▶ [Your task] Without including any images, repeat the data exactly.

▶ [Dataset records]
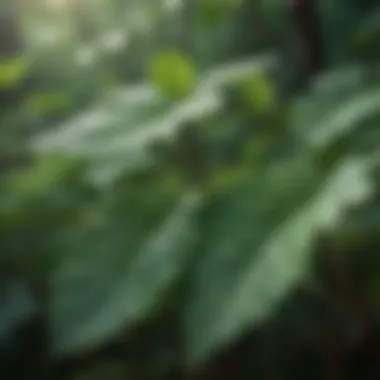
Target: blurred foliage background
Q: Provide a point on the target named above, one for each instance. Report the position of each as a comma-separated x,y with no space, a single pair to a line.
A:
189,189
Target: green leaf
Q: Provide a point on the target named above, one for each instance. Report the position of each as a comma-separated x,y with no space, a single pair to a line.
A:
96,297
172,73
12,71
257,244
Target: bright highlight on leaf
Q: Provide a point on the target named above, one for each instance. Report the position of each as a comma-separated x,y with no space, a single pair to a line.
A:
172,73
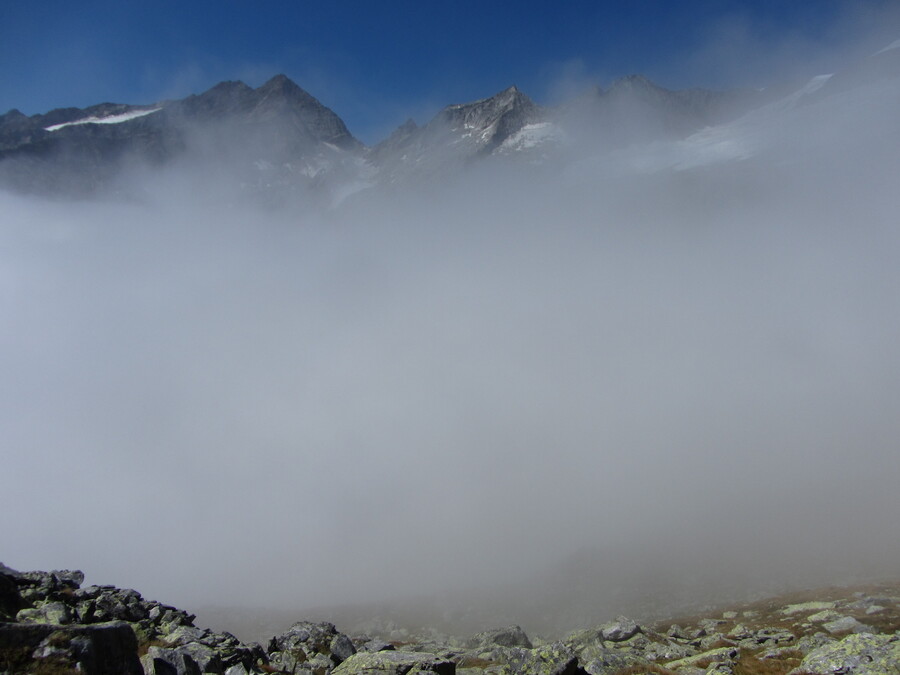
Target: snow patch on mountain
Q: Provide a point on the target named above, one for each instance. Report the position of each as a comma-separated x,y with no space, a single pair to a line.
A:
531,136
109,119
894,45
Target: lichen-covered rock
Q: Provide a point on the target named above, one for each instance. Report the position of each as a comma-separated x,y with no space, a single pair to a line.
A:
511,636
846,624
552,659
861,654
620,629
189,659
101,649
814,606
704,659
55,613
395,663
312,647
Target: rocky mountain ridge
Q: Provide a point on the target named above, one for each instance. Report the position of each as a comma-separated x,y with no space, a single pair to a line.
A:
278,136
50,624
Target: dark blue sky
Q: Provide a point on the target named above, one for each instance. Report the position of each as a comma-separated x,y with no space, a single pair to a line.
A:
377,63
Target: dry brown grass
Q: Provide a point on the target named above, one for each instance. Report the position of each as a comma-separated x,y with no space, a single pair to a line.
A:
750,664
768,614
645,670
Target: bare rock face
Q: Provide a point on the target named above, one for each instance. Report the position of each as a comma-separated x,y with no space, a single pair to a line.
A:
863,654
99,649
395,663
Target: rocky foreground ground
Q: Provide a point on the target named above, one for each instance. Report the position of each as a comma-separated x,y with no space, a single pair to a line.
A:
50,625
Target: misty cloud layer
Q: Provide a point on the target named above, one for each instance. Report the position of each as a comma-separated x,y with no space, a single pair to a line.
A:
460,388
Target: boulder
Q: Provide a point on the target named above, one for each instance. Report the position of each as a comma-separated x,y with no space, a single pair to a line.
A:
190,659
552,659
511,636
705,659
395,663
101,649
620,629
846,624
55,613
861,654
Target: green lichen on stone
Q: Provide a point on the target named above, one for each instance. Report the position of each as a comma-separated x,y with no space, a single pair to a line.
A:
712,656
861,654
814,606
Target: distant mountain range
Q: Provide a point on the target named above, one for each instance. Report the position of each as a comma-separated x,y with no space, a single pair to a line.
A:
280,138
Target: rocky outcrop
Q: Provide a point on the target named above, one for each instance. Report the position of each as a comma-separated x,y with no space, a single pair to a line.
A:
99,649
855,655
52,625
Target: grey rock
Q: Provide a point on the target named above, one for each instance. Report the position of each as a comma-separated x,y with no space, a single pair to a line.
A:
305,640
511,636
844,624
102,649
49,612
553,659
620,629
395,663
861,654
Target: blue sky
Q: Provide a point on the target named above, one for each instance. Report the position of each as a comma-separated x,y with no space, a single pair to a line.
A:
377,63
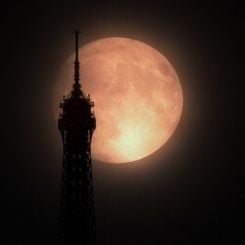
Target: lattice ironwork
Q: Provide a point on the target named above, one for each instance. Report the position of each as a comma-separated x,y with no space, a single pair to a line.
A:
76,125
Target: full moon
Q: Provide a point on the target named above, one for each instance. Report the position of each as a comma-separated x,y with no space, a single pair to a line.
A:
137,94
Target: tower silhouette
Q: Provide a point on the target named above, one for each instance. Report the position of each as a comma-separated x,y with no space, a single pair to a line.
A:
76,125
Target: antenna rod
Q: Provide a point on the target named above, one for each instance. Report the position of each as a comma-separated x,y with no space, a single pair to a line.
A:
76,63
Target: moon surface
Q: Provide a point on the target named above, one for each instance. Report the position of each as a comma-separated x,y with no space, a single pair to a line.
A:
137,94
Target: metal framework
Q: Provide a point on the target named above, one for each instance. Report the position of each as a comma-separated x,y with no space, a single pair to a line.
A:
76,125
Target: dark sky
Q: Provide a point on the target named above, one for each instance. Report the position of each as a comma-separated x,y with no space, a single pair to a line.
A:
187,192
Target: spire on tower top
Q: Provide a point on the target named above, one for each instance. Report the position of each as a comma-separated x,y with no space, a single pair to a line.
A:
76,86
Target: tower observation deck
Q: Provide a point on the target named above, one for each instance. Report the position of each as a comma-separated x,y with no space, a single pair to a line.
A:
76,125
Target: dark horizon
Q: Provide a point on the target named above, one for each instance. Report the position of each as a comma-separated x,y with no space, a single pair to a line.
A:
187,191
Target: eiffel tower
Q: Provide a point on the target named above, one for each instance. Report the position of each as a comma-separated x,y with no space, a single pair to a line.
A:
76,125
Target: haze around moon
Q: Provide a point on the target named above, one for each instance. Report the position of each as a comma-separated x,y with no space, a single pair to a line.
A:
137,94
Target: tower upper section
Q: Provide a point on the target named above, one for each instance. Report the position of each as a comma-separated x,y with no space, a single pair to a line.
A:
77,108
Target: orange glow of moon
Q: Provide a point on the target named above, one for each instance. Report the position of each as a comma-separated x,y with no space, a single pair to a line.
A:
137,94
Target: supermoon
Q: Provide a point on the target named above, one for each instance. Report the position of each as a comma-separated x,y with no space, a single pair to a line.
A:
137,94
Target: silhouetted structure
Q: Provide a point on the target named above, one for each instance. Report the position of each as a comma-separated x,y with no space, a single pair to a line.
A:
76,125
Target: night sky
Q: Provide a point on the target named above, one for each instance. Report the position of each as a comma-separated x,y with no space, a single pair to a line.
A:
186,192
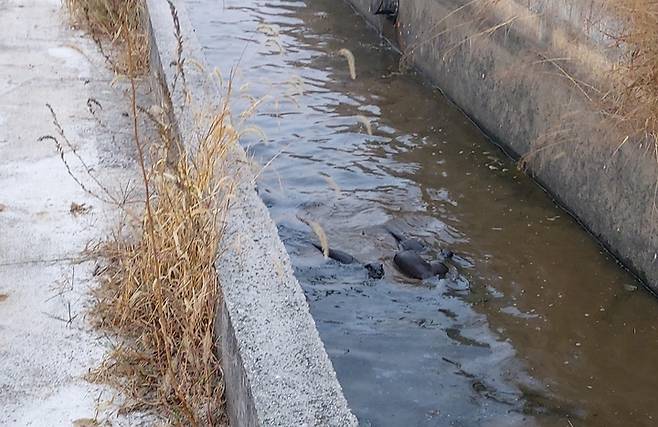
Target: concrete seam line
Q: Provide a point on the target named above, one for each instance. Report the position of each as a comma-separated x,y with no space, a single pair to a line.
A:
276,369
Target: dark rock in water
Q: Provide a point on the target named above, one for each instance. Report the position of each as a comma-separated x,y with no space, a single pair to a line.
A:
338,255
411,264
439,269
375,270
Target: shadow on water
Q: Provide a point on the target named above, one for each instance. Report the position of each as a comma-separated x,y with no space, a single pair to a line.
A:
551,332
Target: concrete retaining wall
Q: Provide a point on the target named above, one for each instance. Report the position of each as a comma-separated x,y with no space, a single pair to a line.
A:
511,84
276,370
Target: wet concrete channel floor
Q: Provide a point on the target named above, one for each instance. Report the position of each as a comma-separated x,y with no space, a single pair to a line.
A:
552,331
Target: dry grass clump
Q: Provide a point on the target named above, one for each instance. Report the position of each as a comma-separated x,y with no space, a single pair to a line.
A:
634,97
159,290
160,293
119,23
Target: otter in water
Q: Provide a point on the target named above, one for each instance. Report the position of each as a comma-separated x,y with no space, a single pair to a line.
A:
413,265
338,255
375,269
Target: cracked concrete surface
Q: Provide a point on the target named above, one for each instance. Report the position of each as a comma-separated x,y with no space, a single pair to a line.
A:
47,345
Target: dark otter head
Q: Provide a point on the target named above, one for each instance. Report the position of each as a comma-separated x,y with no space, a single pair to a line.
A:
439,269
375,270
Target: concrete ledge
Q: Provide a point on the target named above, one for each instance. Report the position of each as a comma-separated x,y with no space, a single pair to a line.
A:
527,104
276,370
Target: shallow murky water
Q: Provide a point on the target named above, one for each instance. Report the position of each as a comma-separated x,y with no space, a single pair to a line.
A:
552,330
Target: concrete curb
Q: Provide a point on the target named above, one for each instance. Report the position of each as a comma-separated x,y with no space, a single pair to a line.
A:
276,370
606,187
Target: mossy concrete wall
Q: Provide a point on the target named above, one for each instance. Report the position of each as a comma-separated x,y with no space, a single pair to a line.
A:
522,71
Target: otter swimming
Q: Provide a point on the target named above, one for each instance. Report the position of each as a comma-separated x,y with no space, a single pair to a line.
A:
375,269
340,256
413,265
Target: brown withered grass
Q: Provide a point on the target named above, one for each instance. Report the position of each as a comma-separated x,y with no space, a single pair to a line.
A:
160,293
117,24
634,98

▶ [The result]
Target: blurred foliage background
Q: Provide a point on the target named above, one for each instance. Report the position of each as a comma-separated x,y with no space, a single pair to a line.
A:
189,189
Target: green leaf
Q: Provide a point on the target named above, one for each instance. Report the position of each as a comma-separated x,y with no space, a single pair to a line.
A:
96,297
172,73
12,71
257,244
Target: bright highlight on leaf
Q: Provide a point on the target named above, one for each instance. Report the position of each as a comma-separated x,y with no space, a single pair to a line.
A:
172,73
Target: snow patch on mountain
Q: Provide a point on the target named above, one for each instance. Report the position of each as a comma-separated x,y with no space, a single pair to a line.
A:
531,136
109,119
894,45
Target: lichen-covered rock
Q: Provide a point on the target named above, one for each instance. Report the position of each as a comma-separated x,y with no space, a single pair to a line.
A:
511,636
846,624
552,659
861,654
620,629
189,659
101,649
814,606
704,659
55,613
395,663
312,647
Target: rocky mountain ridge
Q: Provide a point on the target named above, one for each instance. Report the position of each as a comma-separated x,y with no space, a single pair to a line.
A:
278,136
50,624
Target: dark blue sky
Q: Provide a point on the target named above, one for each instance. Report the position of each as a comma-separated x,y with no space, a single pair to a line.
A:
377,63
Target: dry brown grass
Q: Provide a point on the target named above, one for each instance. Report the position of each as a comma-separated x,y with no space, a single pair to a line.
A:
750,664
768,614
645,670
Target: bare rock face
Q: Provide a point on the target named above, one for each instance. Report the position of each as a comma-separated x,y with no space, a single pair to a line.
A:
863,654
99,649
395,663
Target: rocky foreground ground
Q: Provide a point on the target named above, one for each instance. Report the position of each as a comma-separated x,y with no space, a single pair to a line.
A:
50,625
Target: misty cloud layer
Q: Provide a point on the target named above, one for each instance. Report the position of each as a comma-separated x,y with no space, a single pair to a line.
A:
460,388
Target: boulder
Q: Provide a point on the target named above, one for each instance. Report the position of each as a comma-separated x,y with no space, a single pair to a line.
A:
190,659
552,659
511,636
705,659
395,663
101,649
620,629
846,624
55,613
861,654
Target: green lichen on stone
Q: Provide a point on the target named above, one for each instance. Report the position of each as a comma-separated x,y with no space, a single pair to a line.
A:
712,656
861,654
814,606
Target: distant mountain range
Q: Provide a point on the target named above, one for each instance. Report the position of each as a comma-separated x,y with no space, a single pair to a line.
A:
280,138
Target: rocky outcrop
Q: Provide a point on the target named above, one for each instance. Report the position of each as a comma-separated x,y with no space, a single pair to a line.
A:
99,649
855,655
52,625
Target: grey rock
Q: Provide a point on the target named above, one for each instance. Report the position of each as a comma-separated x,y with no space, a single pair to a line.
A:
305,640
511,636
844,624
102,649
49,612
553,659
620,629
395,663
861,654
Target: blue sky
Q: Provide a point on the target named above, one for each instance. Report the position of each as a comma-separated x,y with no space, a single pair to a line.
A:
377,63
Target: lattice ironwork
Q: Provide a point on the target named above, one for each instance. Report the position of each as a comma-separated x,y with no space, a single pair to a line.
A:
76,125
Target: full moon
Q: Provide a point on the target named above, one for each instance. Report the position of each as a comma-separated x,y with no space, a single pair to a line.
A:
137,94
Target: tower silhouette
Q: Provide a point on the target named above, one for each instance. Report the position of each as a comma-separated x,y with no space, a single pair to a line.
A:
76,125
Target: antenna rod
Q: Provide a point on the target named above, one for each instance. Report the position of each as a comma-separated x,y with no space, a single pair to a line.
A:
76,63
Target: moon surface
Q: Provide a point on the target named above, one for each instance. Report the position of each as a comma-separated x,y with no space, a single pair to a line.
A:
137,94
Target: metal framework
Q: Provide a point on the target named above, one for each instance. Report the position of each as a comma-separated x,y with no space, a single pair to a line.
A:
76,125
Target: dark sky
Q: Provide a point on the target named above, one for each instance. Report the position of each as a comma-separated x,y with no space, a single pair to a line.
A:
187,192
Target: spire on tower top
Q: Provide a point on the target named above, one for each instance. Report the position of each as a comma-separated x,y with no space, a single pair to a line.
A:
76,86
Target: tower observation deck
Q: Provide a point on the target named above, one for each instance. Report the position of each as a comma-separated x,y with no space, a single pair to a line.
A:
76,125
Target: dark horizon
Q: Provide a point on the target named above, one for each instance. Report the position of each as a comma-separated x,y with no space, a single pair to a line.
A:
187,191
Target: eiffel tower
Q: Provide a point on the target named above, one for each instance. Report the position of each as a comma-separated x,y with no space, a single pair to a line.
A:
76,125
Target: haze around moon
Q: Provide a point on the target named above, one for each instance. Report the position of each as a comma-separated x,y with no space, a single pair to a line.
A:
137,94
Target: tower upper section
Q: Provide a point on the target named above, one for each instance. Report the position of each as a comma-separated x,y with no space, a single pair to a line.
A:
77,108
Target: orange glow of moon
Q: Provide a point on the target named above, one for each instance. Report the position of each as a comma-separated x,y with no space, a single pair to a line.
A:
137,94
Target: supermoon
Q: Provide a point on the target named above, one for each instance. Report the position of each as a comma-separated x,y with no space, a single pair to a line.
A:
137,94
Target: silhouetted structure
Q: Provide a point on the target named above, one for each instance. Report the position of each as a comma-separated x,y with no space, a single pair to a line.
A:
76,125
Target: night sky
Q: Provide a point on the target named above, one for each instance. Report the position of each as a comma-separated x,y with no space, a single pair to a line.
A:
186,192
Target: concrete seam line
Q: Provide a point on the target named above, one for each instance. Report the position of each as a comma-separated x,y with no space, a single pair to a line.
A:
276,369
Target: dark rock in water
Q: Provide a point on the target named above, one for each instance. Report the position of each as a comma-separated x,y with no space, a single pair to a line.
A:
338,255
411,264
439,269
375,270
Target: shadow on water
Q: Provide a point on the target named above, one for each instance. Report the position of each as a comma-separated x,y with no space, a single pair to a line.
A:
551,332
Target: concrete retaining wall
Q: Provide a point on the target named above, one for each instance. Report the position of each as a comma-separated x,y with no space, a single pair to a line.
A:
511,84
276,370
Target: wet concrete channel floor
Q: Provide a point on the target named above, one for each instance. Report the position of each as a comma-separated x,y with no space, a single pair to a line.
A:
552,331
Target: dry grass clump
Q: Provide a point on the target named above, one for each instance. Report the position of each as a comma-separated x,y with no space, a single pair to a line.
A:
634,97
159,290
160,293
119,23
Target: otter in water
Q: Provide a point on the target named above, one for each instance. Report the position of each as a comma-separated x,y with no space, a single pair to a line.
A:
413,265
338,255
375,269
Target: cracked concrete surface
Q: Provide a point on the target named above, one for each instance. Report the position of each as a comma-separated x,y with no space, a single pair to a line.
A:
47,345
Target: dark otter head
Q: Provide a point on the target named above, one for each instance. Report the position of each as a comma-separated x,y with no space, a single pair to a line.
A:
439,269
375,270
Target: concrete ledge
Q: Provide a point on the target named above, one for each instance. Report the position of each as a comma-separated x,y with no space, a single pair to a line.
A:
527,104
276,370
Target: shallow murky water
Q: Provide a point on the target named above, one for each instance. Report the position of each as a comma-separated x,y with no space, a single pair to a line.
A:
552,330
Target: concrete curb
Q: Provide a point on the target named above, one for each instance. Report the position of each as a comma-separated x,y with no space, a single pair to a line.
A:
276,370
606,187
Target: mossy concrete wall
Q: Provide a point on the target named above, one for each instance. Report the position of each as a comma-separated x,y with no space, a single pair to a line.
A:
522,71
Target: otter swimming
Q: Provide a point on the target named above, one for each instance. Report the position of each as a comma-separated x,y with no space, a single pair to a line.
A:
375,269
340,256
413,265
Target: brown withered grass
Q: Provide a point on the target named above, one for each instance. Report the position of each as a comma-separated x,y with no space, a single pair to a line.
A:
160,293
117,24
634,98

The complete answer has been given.